PASSAGE GIVEN >>
▶

Saturday, December 25, 2021

#2504: Steven Bancarz

Lynda Balneaves is the president of the Society of Integrative Oncology, and a ridiculous and lunatic crackpot – but also frighteningly influential. She is, however, also Canadian, and although her work has enjoyed some influence in the US, she is accordingly disqualified for an entry.

 

Steven Bancarz doesn’t enjoy the same level of influence, but is much funnier. Bancarz is a youtuber and “former New Ager saved by Christ”, and he has brought all the reasoning patterns and critical thinking skills that characterized his New Age stuff – ostensibly, he “actively participated in astral projection, Christ-consciousness and more” ­to his newfound radical fundamentalism. Indeed, Bancarz seems to have taken most of his New Age beliefs about orgone, chakras and astral projections with him into Christianity – he just inverted the evaluations.

 

So according to Bancarz, the 2017 Super Bowl, for instance, was, as is “typicalfor Superbowl halftime shows, a Satanic ritual: “Pentagrams lining the stage at the Superbowl halftime show. Cross-dressing men with makeup dancing on stage. Flames, black clothing, 666 hand signs over the eyes.” In fairness, both Alex Jones and Dave Daubenmire made similar observations, which alone tells you most of what you need to know about Bancarz’s interpretive and cognitive abilities.

◀

PROVIDED DATA >>
▶

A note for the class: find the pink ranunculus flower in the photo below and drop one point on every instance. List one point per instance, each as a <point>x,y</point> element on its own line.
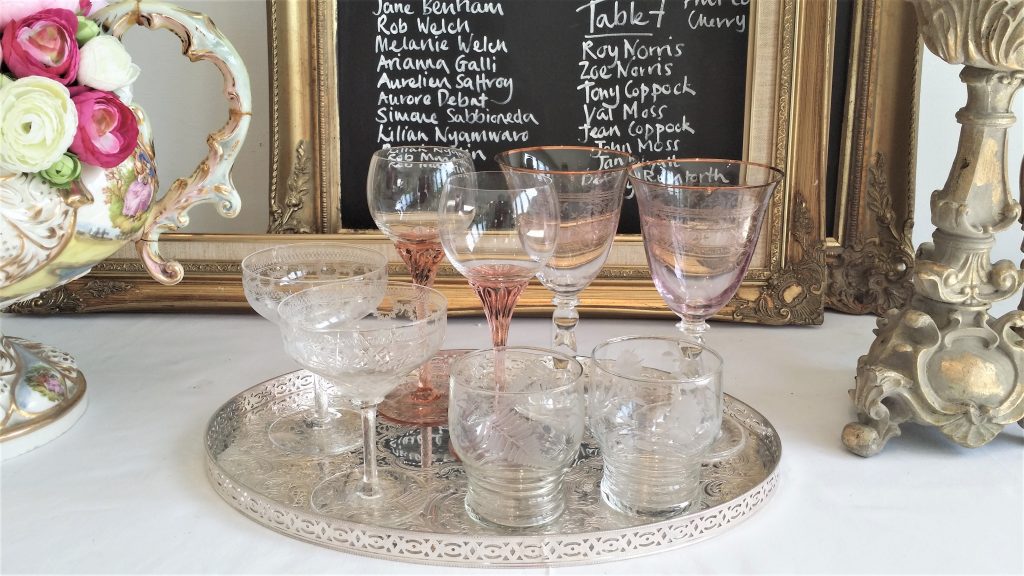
<point>108,130</point>
<point>17,9</point>
<point>89,6</point>
<point>43,44</point>
<point>137,198</point>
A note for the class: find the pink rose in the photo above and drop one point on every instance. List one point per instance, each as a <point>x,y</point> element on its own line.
<point>137,199</point>
<point>108,130</point>
<point>17,9</point>
<point>89,6</point>
<point>43,44</point>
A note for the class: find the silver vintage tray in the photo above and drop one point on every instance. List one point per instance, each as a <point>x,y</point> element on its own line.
<point>272,488</point>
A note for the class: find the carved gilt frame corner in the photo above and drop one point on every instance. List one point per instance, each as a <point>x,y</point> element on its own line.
<point>870,256</point>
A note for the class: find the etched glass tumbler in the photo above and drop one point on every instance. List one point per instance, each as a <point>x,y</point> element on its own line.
<point>268,277</point>
<point>403,188</point>
<point>589,184</point>
<point>499,232</point>
<point>654,406</point>
<point>365,357</point>
<point>516,419</point>
<point>700,221</point>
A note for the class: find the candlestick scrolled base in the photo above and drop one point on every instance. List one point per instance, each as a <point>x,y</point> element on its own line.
<point>951,368</point>
<point>42,395</point>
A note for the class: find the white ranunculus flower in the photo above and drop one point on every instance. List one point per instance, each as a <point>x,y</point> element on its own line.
<point>105,65</point>
<point>38,122</point>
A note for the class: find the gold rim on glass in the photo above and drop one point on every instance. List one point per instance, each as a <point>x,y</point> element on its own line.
<point>631,160</point>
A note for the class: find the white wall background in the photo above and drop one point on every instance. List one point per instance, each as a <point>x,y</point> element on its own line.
<point>184,101</point>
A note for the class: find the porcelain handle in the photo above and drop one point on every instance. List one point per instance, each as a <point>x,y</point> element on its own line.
<point>211,181</point>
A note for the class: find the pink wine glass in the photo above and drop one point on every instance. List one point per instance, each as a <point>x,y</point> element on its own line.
<point>403,188</point>
<point>700,220</point>
<point>589,184</point>
<point>499,232</point>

◀

PROBLEM SET >>
**1)** Copy word for word the stretch of the Steven Bancarz entry from "Saturday, December 25, 2021" through "for an entry.".
**2)** Carry on writing the Steven Bancarz entry, picking up right after its last sentence.
The records aren't needed for any of this.

EXPECTED RESPONSES >>
**1)**
Saturday, December 25, 2021

#2504: Steven Bancarz

Lynda Balneaves is the president of the Society of Integrative Oncology, and a ridiculous and lunatic crackpot – but also frighteningly influential. She is, however, also Canadian, and although her work has enjoyed some influence in the US, she is accordingly disqualified for an entry.

**2)**
Bancarz is, with one Josh Peck, also the author of a book, The Second Coming of the New Age: The Hidden Dangers of Alternative Spirituality in Contemporary America and Its Churches. We haven’t read it, but apparently it reports on “perverse dealings the authors personally witnessed from their experiences deep within the New Age Movement” and explains the “real and dangerous supernatural force lurks behind the New Age”, the “[c]onnections between New Ageism, fallen angels, extraterrestrials, and the Nephilim” and “[h]ow quantum physics is being manipulated to promote the New Age agenda” (yes, New Age gurus engage in plenty of quantum woo; we suspect that’s not precisely what Bancarz and Peck have in mind). It also lays out the “[w]arning signs and influences of the occult in your life and home, and what to do if you are under spiritual attack.” In short, our “lives, our relationships, our world, and our churches all depend on our willingness to take action against the deceit of New Age spirituality.”

 

For the most part, Bancarz’s conversion seems to have been an ideological regression to the 1980s Christian paranoia/sensationalism –  the “Turmoil in the toybox”-stuff of, say, Phil Phillips and Gary Greenwald. Here, for instance, is Bancarz explaining (or whatever you call it) how possessing various items, toys and objects can give demons “legal rights” to do their demon stuff to you.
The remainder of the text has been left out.